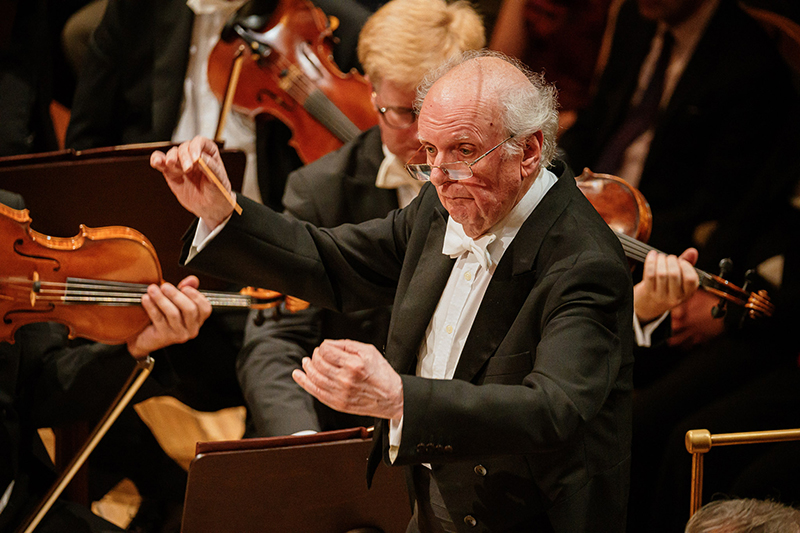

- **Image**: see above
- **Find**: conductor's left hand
[150,137,233,229]
[292,340,403,420]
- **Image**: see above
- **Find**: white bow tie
[442,219,497,270]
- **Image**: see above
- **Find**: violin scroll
[575,168,775,318]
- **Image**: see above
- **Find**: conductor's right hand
[150,137,233,229]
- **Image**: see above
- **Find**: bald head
[414,50,558,165]
[417,51,558,238]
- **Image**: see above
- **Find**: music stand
[181,428,411,533]
[0,139,245,289]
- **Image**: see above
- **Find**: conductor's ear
[520,130,544,178]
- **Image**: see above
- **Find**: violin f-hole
[14,239,61,272]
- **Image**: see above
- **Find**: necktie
[442,223,497,270]
[592,31,675,174]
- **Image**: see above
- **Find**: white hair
[686,499,800,533]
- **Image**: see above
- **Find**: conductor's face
[419,57,541,238]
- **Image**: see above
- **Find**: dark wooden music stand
[181,428,411,533]
[0,143,245,289]
[0,143,245,503]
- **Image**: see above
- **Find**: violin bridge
[30,271,42,307]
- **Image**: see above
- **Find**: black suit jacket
[236,127,398,437]
[561,0,800,271]
[183,164,633,533]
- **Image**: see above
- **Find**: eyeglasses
[372,93,417,130]
[406,135,514,181]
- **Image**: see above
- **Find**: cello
[575,168,775,318]
[208,0,378,163]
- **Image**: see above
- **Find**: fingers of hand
[142,283,198,343]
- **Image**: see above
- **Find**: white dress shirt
[389,169,558,461]
[172,0,261,202]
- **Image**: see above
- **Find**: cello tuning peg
[711,298,728,318]
[719,257,733,279]
[742,268,756,291]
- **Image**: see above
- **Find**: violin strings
[3,277,253,307]
[270,52,358,142]
[616,232,775,315]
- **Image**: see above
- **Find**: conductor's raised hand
[150,137,233,229]
[128,276,211,359]
[292,340,403,419]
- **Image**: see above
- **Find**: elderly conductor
[151,52,633,533]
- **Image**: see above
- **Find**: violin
[208,0,378,163]
[575,168,775,318]
[0,204,308,344]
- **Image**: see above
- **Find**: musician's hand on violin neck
[633,248,699,324]
[127,276,211,359]
[150,137,235,229]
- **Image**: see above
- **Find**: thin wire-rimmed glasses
[406,135,514,181]
[372,93,417,130]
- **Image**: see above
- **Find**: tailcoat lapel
[453,171,575,381]
[387,209,455,374]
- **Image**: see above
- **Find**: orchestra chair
[686,429,800,517]
[181,428,411,533]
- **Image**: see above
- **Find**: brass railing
[686,429,800,516]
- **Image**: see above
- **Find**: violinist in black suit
[151,52,633,533]
[0,191,211,532]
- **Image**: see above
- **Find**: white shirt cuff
[389,416,404,463]
[633,311,669,348]
[186,213,233,263]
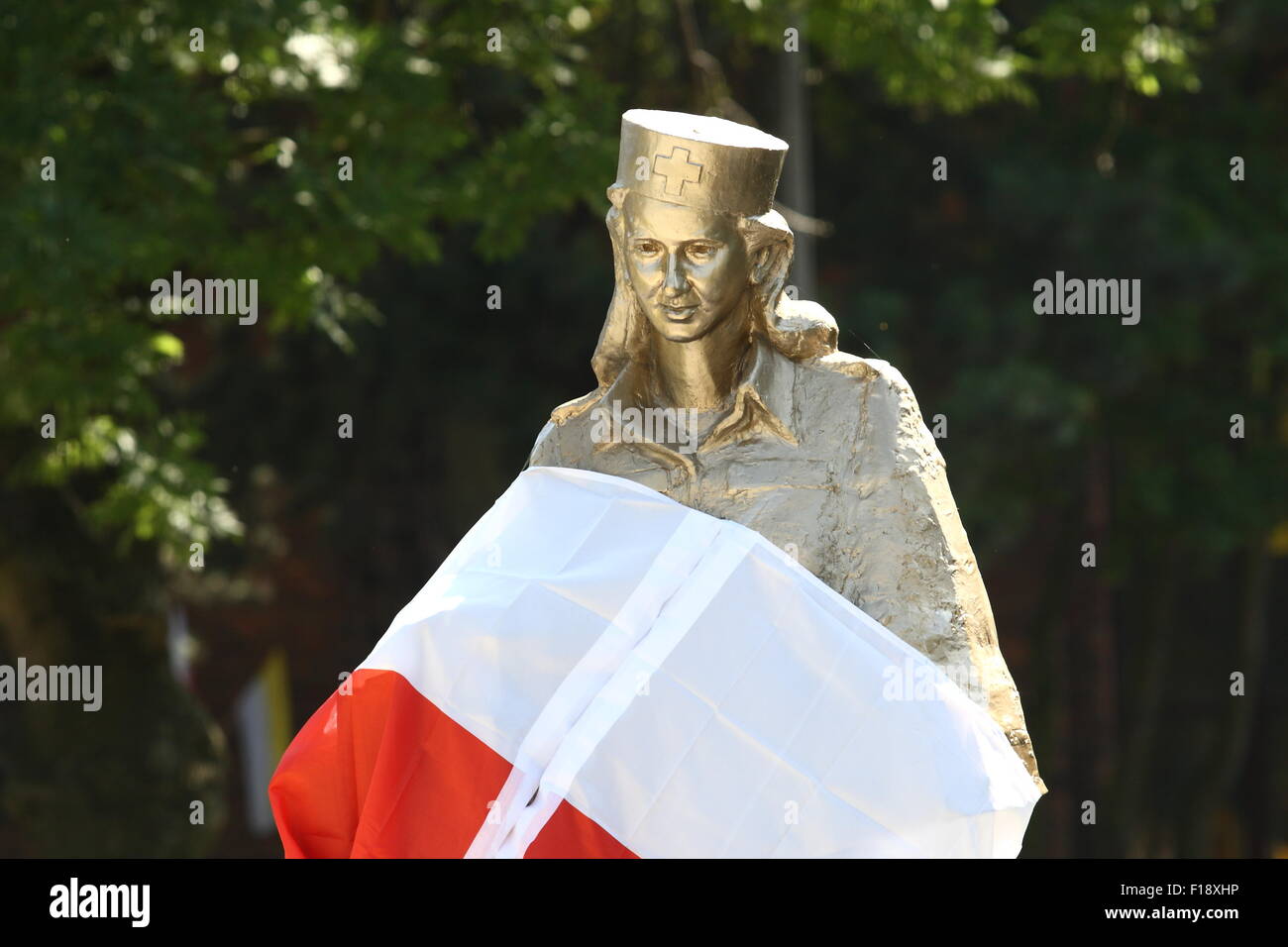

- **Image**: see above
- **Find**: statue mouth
[660,304,698,322]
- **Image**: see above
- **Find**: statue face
[622,193,752,342]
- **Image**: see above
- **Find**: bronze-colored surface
[529,110,1046,789]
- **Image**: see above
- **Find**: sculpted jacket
[528,330,1046,791]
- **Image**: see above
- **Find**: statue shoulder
[528,388,604,467]
[805,352,944,467]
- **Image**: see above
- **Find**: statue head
[592,108,836,385]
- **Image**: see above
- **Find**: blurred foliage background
[0,0,1288,856]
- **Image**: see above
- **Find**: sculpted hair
[590,184,836,388]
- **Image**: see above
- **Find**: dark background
[0,0,1288,857]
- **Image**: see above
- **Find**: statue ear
[751,243,782,283]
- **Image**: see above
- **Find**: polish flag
[269,468,1039,858]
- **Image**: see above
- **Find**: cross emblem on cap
[653,145,702,197]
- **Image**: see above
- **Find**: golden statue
[529,110,1046,791]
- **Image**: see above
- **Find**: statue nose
[664,254,690,294]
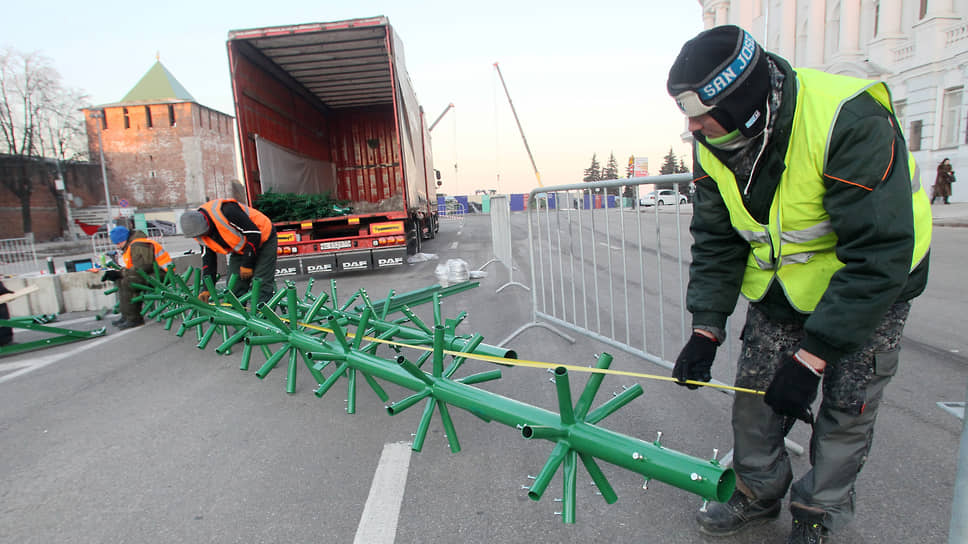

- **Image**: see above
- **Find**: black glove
[101,268,121,281]
[672,332,719,389]
[763,353,820,425]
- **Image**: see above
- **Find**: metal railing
[500,174,804,463]
[508,174,691,368]
[437,200,467,227]
[0,238,41,276]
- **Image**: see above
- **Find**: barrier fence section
[478,195,530,293]
[500,174,692,368]
[0,238,41,276]
[437,200,467,227]
[501,174,804,463]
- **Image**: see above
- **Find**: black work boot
[118,319,145,331]
[696,489,780,536]
[787,502,828,544]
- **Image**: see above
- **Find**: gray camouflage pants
[732,302,911,531]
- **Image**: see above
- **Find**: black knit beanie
[666,25,770,138]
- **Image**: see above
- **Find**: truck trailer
[227,16,440,277]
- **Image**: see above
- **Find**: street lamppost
[91,110,111,232]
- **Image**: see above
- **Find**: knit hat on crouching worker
[111,226,130,245]
[666,25,771,138]
[179,210,209,238]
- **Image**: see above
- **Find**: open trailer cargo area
[227,17,438,276]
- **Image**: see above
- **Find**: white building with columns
[699,0,968,202]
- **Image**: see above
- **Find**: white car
[639,189,689,206]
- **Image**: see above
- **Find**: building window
[894,100,907,137]
[908,119,924,151]
[825,2,840,57]
[874,2,881,38]
[940,87,962,147]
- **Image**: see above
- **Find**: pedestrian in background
[101,226,172,330]
[180,199,279,303]
[667,25,931,544]
[931,157,955,204]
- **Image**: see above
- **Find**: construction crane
[427,102,454,132]
[494,62,544,187]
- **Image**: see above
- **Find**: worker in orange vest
[101,226,172,330]
[179,198,279,303]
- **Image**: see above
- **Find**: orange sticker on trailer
[370,221,404,234]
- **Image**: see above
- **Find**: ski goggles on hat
[675,90,716,117]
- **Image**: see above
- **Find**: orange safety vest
[121,238,171,270]
[195,198,272,255]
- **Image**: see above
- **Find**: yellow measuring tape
[264,317,765,395]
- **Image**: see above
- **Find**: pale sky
[0,0,702,194]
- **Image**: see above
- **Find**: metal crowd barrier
[478,195,530,293]
[437,200,467,227]
[500,174,803,463]
[0,238,41,276]
[500,174,692,369]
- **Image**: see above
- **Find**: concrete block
[57,270,117,312]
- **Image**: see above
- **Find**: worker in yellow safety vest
[667,25,931,544]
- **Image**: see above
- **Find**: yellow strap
[270,317,766,395]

━━━━━━

-- Do this --
Copy out every entry above line for line, without changing a character, and leave out the pictures.

-- Reply --
- **Image**: see above
- **Find**: conductor's left hand
[150,137,233,229]
[292,340,403,420]
- **Image**: see above
- **Find**: white bow tie
[442,219,497,270]
- **Image**: see above
- **Find**: violin scroll
[575,168,775,318]
- **Image**: see above
- **Find**: conductor's right hand
[150,137,233,229]
- **Image**: see above
- **Find**: bald head
[414,50,558,165]
[417,51,558,238]
- **Image**: see above
- **Find**: music stand
[181,428,411,533]
[0,139,245,289]
- **Image**: see above
- **Find**: conductor's ear
[520,130,544,178]
- **Image**: see above
- **Find**: violin f-hole
[14,239,61,272]
- **Image**: see above
- **Find**: necktie
[442,223,497,270]
[592,31,675,174]
- **Image**: see above
- **Find**: white hair
[686,499,800,533]
- **Image**: see above
- **Find**: conductor's face
[419,57,541,238]
- **Image**: see above
- **Find**: dark wooden music stand
[181,428,411,533]
[0,143,245,289]
[0,143,245,503]
- **Image**: see above
- **Find**: violin bridge
[30,271,42,307]
- **Image**: see above
- **Find**: black suit jacket
[236,127,398,437]
[561,0,800,271]
[183,164,633,533]
- **Image**: see above
- **Find**: eyeglasses
[372,93,417,130]
[406,135,514,181]
- **Image**: see above
- **Find**: cello
[575,168,775,318]
[208,0,378,163]
- **Image**: see above
- **Find**: fingers of hand
[142,283,198,343]
- **Image**: see above
- **Find**: white dress shirt
[389,169,558,461]
[172,0,261,202]
- **Image**: see above
- **Find**: cello tuning peg
[711,298,728,318]
[719,257,733,279]
[742,268,756,291]
- **Image**: see above
- **Find**: violin strings
[3,277,253,307]
[270,52,358,142]
[616,232,775,315]
- **Image**: see above
- **Find**: conductor's raised hand
[150,137,233,229]
[128,276,211,359]
[292,340,403,419]
- **Image**: see above
- **Find**: elderly conductor
[151,52,633,533]
- **Image**: see above
- **Find**: violin
[208,0,378,163]
[575,168,775,318]
[0,204,308,344]
- **Image**: see above
- **Find**: musician's hand on violin neck
[633,248,699,324]
[127,276,211,359]
[150,137,235,229]
- **Image**: see above
- **Find**: thin wire-rimmed glasses
[406,135,514,181]
[372,93,417,130]
- **Image**: see above
- **Find**: tailcoat lapel
[453,171,575,381]
[387,209,455,374]
- **Image**: see above
- **Find**: orchestra chair
[686,429,800,517]
[181,428,411,533]
- **Image**: see above
- **Find**: brass railing
[686,429,800,516]
- **Image**: see above
- **Find**: violinist in black suit
[151,52,633,533]
[0,191,211,532]
- **Image**: see above
- **Find**: white shirt cuff
[389,416,404,463]
[633,311,669,348]
[186,213,233,263]

- **Image**: see above
- **Find**: statue mouth
[660,304,698,322]
- **Image**: see above
- **Find**: statue face
[622,193,752,342]
- **Image**: see above
- **Find**: bronze-colored surface
[529,110,1046,789]
- **Image**: see above
- **Find**: sculpted jacket
[528,330,1046,791]
- **Image**: see above
- **Find**: statue shoulder
[528,388,604,467]
[805,352,944,467]
- **Image**: see above
- **Find**: statue head
[592,108,836,385]
- **Image**: see above
- **Find**: blurred foliage background
[0,0,1288,856]
- **Image**: see above
- **Find**: sculpted hair
[590,184,836,388]
- **Image**: see above
- **Find**: dark background
[0,0,1288,857]
- **Image**: see above
- **Find**: statue ear
[751,243,782,283]
- **Image**: see above
- **Find**: polish flag
[269,468,1039,858]
- **Image**: see above
- **Find**: cross emblem on cap
[653,145,702,197]
- **Image**: see above
- **Find**: golden statue
[529,110,1046,791]
- **Image**: see above
- **Find**: statue nose
[664,254,690,294]

- **Image**: see above
- **Find**: black glove
[101,268,121,281]
[672,332,719,389]
[763,353,820,425]
- **Image**: see above
- **Find**: metal railing
[500,174,804,463]
[508,174,691,368]
[437,200,467,227]
[0,238,41,276]
- **Image**: see above
- **Find**: barrier fence section
[478,195,530,293]
[500,174,692,368]
[0,238,41,276]
[437,200,467,227]
[501,174,804,463]
- **Image**: see above
- **Find**: black work boot
[118,319,145,331]
[696,489,780,536]
[787,502,828,544]
- **Image**: see above
- **Find**: gray camouflage pants
[732,302,911,531]
- **Image**: see above
- **Find**: black knit beanie
[666,25,770,138]
- **Image**: see above
- **Find**: truck trailer
[227,16,440,277]
- **Image**: see above
- **Find**: street lamppost
[91,110,111,232]
- **Image**: see above
- **Find**: knit hat on crouching worker
[111,226,130,245]
[666,25,771,138]
[179,210,209,238]
- **Image**: see above
- **Find**: open trailer cargo area
[227,17,438,276]
- **Image**: see above
- **Find**: white building with columns
[699,0,968,202]
- **Image**: see above
- **Find**: white car
[639,189,689,206]
- **Image**: see above
- **Find**: building window
[894,100,907,137]
[908,119,924,151]
[825,2,840,57]
[874,2,881,38]
[940,87,962,147]
- **Image**: see above
- **Find**: pedestrian in background
[101,226,172,330]
[180,199,279,303]
[667,25,931,544]
[931,157,955,204]
- **Image**: see above
- **Find**: construction crane
[427,102,454,132]
[494,62,544,187]
- **Image**: see above
- **Find**: worker in orange vest
[101,226,172,330]
[179,198,279,303]
- **Image**: see above
- **Find**: orange sticker on trailer
[370,221,404,234]
- **Image**: see above
- **Find**: ski goggles on hat
[675,90,716,117]
- **Image**: see above
- **Find**: orange safety vest
[121,238,171,270]
[195,198,272,255]
- **Image**: see above
- **Find**: yellow measuring tape
[264,317,765,395]
- **Image**: see above
- **Find**: pale sky
[0,0,702,194]
- **Image**: see above
- **Find**: metal crowd barrier
[478,195,530,293]
[437,200,467,227]
[500,174,803,463]
[0,238,41,276]
[500,174,692,369]
- **Image**: see above
- **Find**: concrete block
[57,270,117,312]
- **Image**: see above
- **Find**: worker in yellow safety vest
[667,25,931,544]
- **Image**: see above
- **Find**: yellow strap
[270,317,766,395]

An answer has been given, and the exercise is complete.